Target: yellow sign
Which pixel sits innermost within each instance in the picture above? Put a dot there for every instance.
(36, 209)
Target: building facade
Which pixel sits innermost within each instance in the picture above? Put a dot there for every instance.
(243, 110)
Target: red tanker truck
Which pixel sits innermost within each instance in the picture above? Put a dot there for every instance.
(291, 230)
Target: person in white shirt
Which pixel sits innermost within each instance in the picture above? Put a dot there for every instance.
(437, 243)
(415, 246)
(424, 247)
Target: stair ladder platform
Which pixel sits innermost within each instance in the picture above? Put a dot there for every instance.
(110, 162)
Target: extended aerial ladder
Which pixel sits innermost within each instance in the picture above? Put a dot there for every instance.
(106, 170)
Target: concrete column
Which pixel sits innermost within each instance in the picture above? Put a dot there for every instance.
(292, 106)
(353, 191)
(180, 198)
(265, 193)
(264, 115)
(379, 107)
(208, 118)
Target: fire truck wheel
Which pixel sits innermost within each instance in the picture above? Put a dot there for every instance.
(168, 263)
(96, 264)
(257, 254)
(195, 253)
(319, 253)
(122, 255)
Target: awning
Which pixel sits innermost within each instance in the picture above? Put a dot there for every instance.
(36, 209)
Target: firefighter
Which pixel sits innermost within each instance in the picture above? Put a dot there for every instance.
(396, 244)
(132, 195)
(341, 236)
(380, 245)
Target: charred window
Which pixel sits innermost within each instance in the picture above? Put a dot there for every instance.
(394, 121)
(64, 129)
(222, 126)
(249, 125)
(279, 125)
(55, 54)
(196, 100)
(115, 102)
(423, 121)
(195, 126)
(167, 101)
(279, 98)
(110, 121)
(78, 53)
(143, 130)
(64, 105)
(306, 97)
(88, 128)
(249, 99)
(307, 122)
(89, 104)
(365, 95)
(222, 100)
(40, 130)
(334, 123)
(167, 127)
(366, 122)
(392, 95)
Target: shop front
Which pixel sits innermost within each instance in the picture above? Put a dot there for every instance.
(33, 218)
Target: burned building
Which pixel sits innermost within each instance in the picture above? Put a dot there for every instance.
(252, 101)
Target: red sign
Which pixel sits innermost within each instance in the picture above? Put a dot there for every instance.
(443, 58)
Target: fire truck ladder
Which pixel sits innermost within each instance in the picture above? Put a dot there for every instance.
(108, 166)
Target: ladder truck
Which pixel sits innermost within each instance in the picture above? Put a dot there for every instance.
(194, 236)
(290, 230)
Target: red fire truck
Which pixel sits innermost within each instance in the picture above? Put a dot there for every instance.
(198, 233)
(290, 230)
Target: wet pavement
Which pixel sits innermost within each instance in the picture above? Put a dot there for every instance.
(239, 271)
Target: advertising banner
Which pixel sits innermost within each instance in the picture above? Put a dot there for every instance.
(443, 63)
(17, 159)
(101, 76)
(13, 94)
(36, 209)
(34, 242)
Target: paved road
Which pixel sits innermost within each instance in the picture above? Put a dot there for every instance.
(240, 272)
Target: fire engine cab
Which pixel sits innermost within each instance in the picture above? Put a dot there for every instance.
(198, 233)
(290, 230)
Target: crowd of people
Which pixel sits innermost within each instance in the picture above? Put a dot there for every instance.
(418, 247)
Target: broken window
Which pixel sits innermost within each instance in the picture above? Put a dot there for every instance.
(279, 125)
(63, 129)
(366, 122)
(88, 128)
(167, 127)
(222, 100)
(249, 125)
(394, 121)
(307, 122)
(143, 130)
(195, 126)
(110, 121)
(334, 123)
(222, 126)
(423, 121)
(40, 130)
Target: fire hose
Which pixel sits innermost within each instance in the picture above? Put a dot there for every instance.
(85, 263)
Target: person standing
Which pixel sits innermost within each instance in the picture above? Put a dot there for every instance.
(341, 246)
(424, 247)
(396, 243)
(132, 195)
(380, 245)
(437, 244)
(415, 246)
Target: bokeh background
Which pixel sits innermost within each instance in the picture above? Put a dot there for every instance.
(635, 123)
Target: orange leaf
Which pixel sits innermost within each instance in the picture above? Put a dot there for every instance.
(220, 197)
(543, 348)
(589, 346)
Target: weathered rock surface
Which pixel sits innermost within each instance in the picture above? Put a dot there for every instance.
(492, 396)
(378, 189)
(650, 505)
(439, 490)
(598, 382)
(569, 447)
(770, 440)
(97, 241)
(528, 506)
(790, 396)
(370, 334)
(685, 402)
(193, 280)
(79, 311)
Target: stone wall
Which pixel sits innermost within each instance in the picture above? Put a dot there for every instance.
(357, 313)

════════════════

■ ACTIVITY: Return each line from the data where the string "person" can be found.

■ TASK OUTPUT:
Target: person in white shirt
Target: person standing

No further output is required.